## start Passage shown

Author: Jasper De Maere, Wintermute OTC Strategist
Compiled by: Tim, PANews
The macro environment remains supportive, with favorable events such as interest rate cuts, the end of quantitative tightening, and stock indices approaching highs occurring one after another. However, the performance of the crypto market continues to lag, as the capital flow following the Federal Reserve's interest rate meeting is fading. Global liquidity continues to expand, but funds have not flowed into the crypto market. ETF inflows have stagnated, decentralized AI activities have dried up, and only stablecoins continue to grow. Leverage has been completely cleared, and the market structure appears healthy, but the rebound of ETF or DAT funds is the key signal for liquidity recovery and the potential start of a catch-up rally.

## end Passage shown
## start Data excerpts

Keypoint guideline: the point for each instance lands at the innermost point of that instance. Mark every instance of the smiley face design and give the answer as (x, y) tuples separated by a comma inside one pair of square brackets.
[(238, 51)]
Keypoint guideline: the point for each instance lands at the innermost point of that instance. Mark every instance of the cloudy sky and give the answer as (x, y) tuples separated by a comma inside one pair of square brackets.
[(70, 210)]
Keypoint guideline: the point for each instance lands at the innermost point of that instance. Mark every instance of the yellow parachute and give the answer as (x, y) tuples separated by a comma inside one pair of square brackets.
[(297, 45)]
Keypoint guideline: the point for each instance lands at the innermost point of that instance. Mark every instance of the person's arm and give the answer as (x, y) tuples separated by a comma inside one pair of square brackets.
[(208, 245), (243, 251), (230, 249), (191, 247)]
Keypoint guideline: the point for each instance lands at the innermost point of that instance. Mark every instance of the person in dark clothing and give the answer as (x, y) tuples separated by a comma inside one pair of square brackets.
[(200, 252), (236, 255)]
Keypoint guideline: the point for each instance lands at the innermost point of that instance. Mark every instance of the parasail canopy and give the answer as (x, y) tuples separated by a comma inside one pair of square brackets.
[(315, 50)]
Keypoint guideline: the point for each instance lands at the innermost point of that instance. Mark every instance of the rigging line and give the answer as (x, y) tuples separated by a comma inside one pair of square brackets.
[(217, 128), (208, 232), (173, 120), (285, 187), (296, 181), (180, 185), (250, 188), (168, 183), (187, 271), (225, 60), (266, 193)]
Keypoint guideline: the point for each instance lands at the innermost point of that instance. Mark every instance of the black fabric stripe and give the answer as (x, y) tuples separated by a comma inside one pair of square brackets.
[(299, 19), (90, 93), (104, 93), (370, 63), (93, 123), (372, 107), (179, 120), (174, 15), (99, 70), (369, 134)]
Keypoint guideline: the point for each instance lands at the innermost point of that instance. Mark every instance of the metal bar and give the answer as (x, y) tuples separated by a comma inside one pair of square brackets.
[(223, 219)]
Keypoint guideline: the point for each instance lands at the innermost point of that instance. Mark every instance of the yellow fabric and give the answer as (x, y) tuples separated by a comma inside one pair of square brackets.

## end Data excerpts

# List of tasks:
A: Edit the market commentary by rewriting everything from "Author: Jasper De" down to "a catch-up rally." with "crypto market" replaced by "digital asset market".
B: Print the entries again with no changes, covering everything from the line that contains "of the black" down to the end of the entries.
The market commentary and the entries are unrelated material.

# Responses for each task:
A:
Author: Jasper De Maere, Wintermute OTC Strategist
Compiled by: Tim, PANews
The macro environment remains supportive, with favorable events such as interest rate cuts, the end of quantitative tightening, and stock indices approaching highs occurring one after another. However, the performance of the digital asset market continues to lag, as the capital flow following the Federal Reserve's interest rate meeting is fading. Global liquidity continues to expand, but funds have not flowed into the digital asset market. ETF inflows have stagnated, decentralized AI activities have dried up, and only stablecoins continue to grow. Leverage has been completely cleared, and the market structure appears healthy, but the rebound of ETF or DAT funds is the key signal for liquidity recovery and the potential start of a catch-up rally.

B:
Keypoint guideline: the point for each instance lands at the innermost point of that instance. Mark every instance of the black fabric stripe and give the answer as (x, y) tuples separated by a comma inside one pair of square brackets.
[(299, 19), (90, 93), (104, 93), (370, 63), (93, 123), (372, 107), (179, 120), (174, 15), (99, 70), (369, 134)]
Keypoint guideline: the point for each instance lands at the innermost point of that instance. Mark every instance of the metal bar and give the answer as (x, y) tuples separated by a comma inside one pair of square brackets.
[(223, 219)]
Keypoint guideline: the point for each instance lands at the innermost point of that instance. Mark every instance of the yellow fabric and give the answer as (x, y) tuples separated by a comma inside one pair of square brackets.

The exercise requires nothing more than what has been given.